Task item:
Whatever pictures appear, omit them, and repeat the data below exactly.

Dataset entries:
┌──
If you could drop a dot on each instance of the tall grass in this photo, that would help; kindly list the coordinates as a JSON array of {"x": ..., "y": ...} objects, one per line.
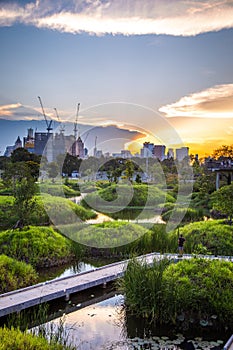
[
  {"x": 189, "y": 293},
  {"x": 15, "y": 274}
]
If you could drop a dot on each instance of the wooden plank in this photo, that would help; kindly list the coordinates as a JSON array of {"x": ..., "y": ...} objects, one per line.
[{"x": 24, "y": 298}]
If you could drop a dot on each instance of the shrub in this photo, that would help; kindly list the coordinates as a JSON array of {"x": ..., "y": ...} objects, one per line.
[
  {"x": 39, "y": 246},
  {"x": 107, "y": 234},
  {"x": 194, "y": 291},
  {"x": 211, "y": 237},
  {"x": 15, "y": 274},
  {"x": 15, "y": 339},
  {"x": 59, "y": 190}
]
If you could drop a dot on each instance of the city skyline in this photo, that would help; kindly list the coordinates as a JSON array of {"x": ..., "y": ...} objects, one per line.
[{"x": 159, "y": 68}]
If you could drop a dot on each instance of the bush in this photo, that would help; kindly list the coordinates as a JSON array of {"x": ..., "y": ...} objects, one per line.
[
  {"x": 194, "y": 291},
  {"x": 39, "y": 246},
  {"x": 107, "y": 234},
  {"x": 59, "y": 190},
  {"x": 15, "y": 274},
  {"x": 59, "y": 210},
  {"x": 15, "y": 339},
  {"x": 188, "y": 214},
  {"x": 210, "y": 237}
]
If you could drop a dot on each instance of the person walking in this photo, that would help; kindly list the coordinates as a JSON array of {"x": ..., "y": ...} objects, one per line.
[{"x": 181, "y": 241}]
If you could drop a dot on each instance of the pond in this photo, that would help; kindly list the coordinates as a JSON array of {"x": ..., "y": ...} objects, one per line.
[{"x": 106, "y": 325}]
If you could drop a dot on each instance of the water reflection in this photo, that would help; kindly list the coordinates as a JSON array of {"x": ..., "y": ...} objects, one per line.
[{"x": 106, "y": 326}]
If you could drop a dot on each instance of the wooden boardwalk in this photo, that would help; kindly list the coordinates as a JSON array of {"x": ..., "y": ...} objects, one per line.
[{"x": 27, "y": 297}]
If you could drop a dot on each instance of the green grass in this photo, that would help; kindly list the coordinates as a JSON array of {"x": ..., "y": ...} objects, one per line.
[
  {"x": 39, "y": 246},
  {"x": 15, "y": 274},
  {"x": 15, "y": 339},
  {"x": 105, "y": 235},
  {"x": 58, "y": 209},
  {"x": 188, "y": 293},
  {"x": 58, "y": 190},
  {"x": 206, "y": 237}
]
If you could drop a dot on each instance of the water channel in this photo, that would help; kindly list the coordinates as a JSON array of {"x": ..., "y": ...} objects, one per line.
[{"x": 106, "y": 324}]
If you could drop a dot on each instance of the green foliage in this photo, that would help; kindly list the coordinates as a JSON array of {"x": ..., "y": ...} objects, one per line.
└──
Response below:
If you could drop a dot on each instance of the tall grass in this photo, that would help; kindly list the coordinates as a JSON array of {"x": ..., "y": ...} objects, one per line.
[
  {"x": 189, "y": 293},
  {"x": 15, "y": 274}
]
If you could drop a dot on each instance of the wooden plank in this photo, that would help; kindly list the coordinates as a JSON array of {"x": ..., "y": ...} objects, one per line.
[{"x": 24, "y": 298}]
If you could drop a dot on each instance of the shrub in this photo, that would help; kindly list the coordinates as a JSON array of {"x": ..., "y": ...} objects, one per line.
[
  {"x": 39, "y": 246},
  {"x": 107, "y": 234},
  {"x": 194, "y": 291},
  {"x": 211, "y": 237},
  {"x": 15, "y": 274},
  {"x": 15, "y": 339},
  {"x": 59, "y": 190}
]
If you could drop a dot on each instance of the city skyline in this photo, that would help; kindly list the coordinates as a JSON array of {"x": ..., "y": ...} objects, one per line.
[{"x": 159, "y": 68}]
If you could drop a dot on each instance of the bush in this photo, that would help; kindly list the coordinates as a JSON array of {"x": ..., "y": ...} objects, one per line.
[
  {"x": 194, "y": 291},
  {"x": 39, "y": 246},
  {"x": 107, "y": 234},
  {"x": 59, "y": 190},
  {"x": 15, "y": 274},
  {"x": 59, "y": 210},
  {"x": 15, "y": 339},
  {"x": 188, "y": 214},
  {"x": 210, "y": 237}
]
If you could drop a dot on each instance of the person walking in this photo, that would help; kindly list the coordinates as a JSON array of {"x": ..., "y": ...} objects, one per line.
[{"x": 181, "y": 241}]
If you could drop a dot on each instance of the pond in this photo, that would help; kindly list the coordinates as a JSON array of {"x": ..., "y": ...} objects, one per line.
[{"x": 106, "y": 325}]
If you could drop a dot on each instance of the water reflection in this photo, that would help; kindly list the coordinates as a JSON array of {"x": ..., "y": ...} objects, one per line.
[{"x": 106, "y": 326}]
If you could drop a dot on each instance of the wooden boardwalk in this photo, that would help; kindly list the coordinates as a JSON array of {"x": ..., "y": ...} objects, one per line.
[{"x": 27, "y": 297}]
If you could drop a dot on each instance of the green grass in this photo, that would help; kindly list the coordinates as a JSON array of {"x": ..., "y": ...} objects, one per line.
[
  {"x": 39, "y": 246},
  {"x": 15, "y": 274},
  {"x": 15, "y": 339},
  {"x": 105, "y": 235},
  {"x": 58, "y": 209},
  {"x": 188, "y": 293},
  {"x": 58, "y": 190},
  {"x": 206, "y": 237}
]
If you could drop a dot on each instance of the water channel in this photo, that would help; kindly list the coordinates as a JSON array of {"x": ..., "y": ...} objects, one per line.
[{"x": 106, "y": 324}]
If you could drop a dot on each instance of the green foliage in this photo, that would help; kindly list the coordinates as a JSON array of {"x": ..., "y": ...} objects, one per line.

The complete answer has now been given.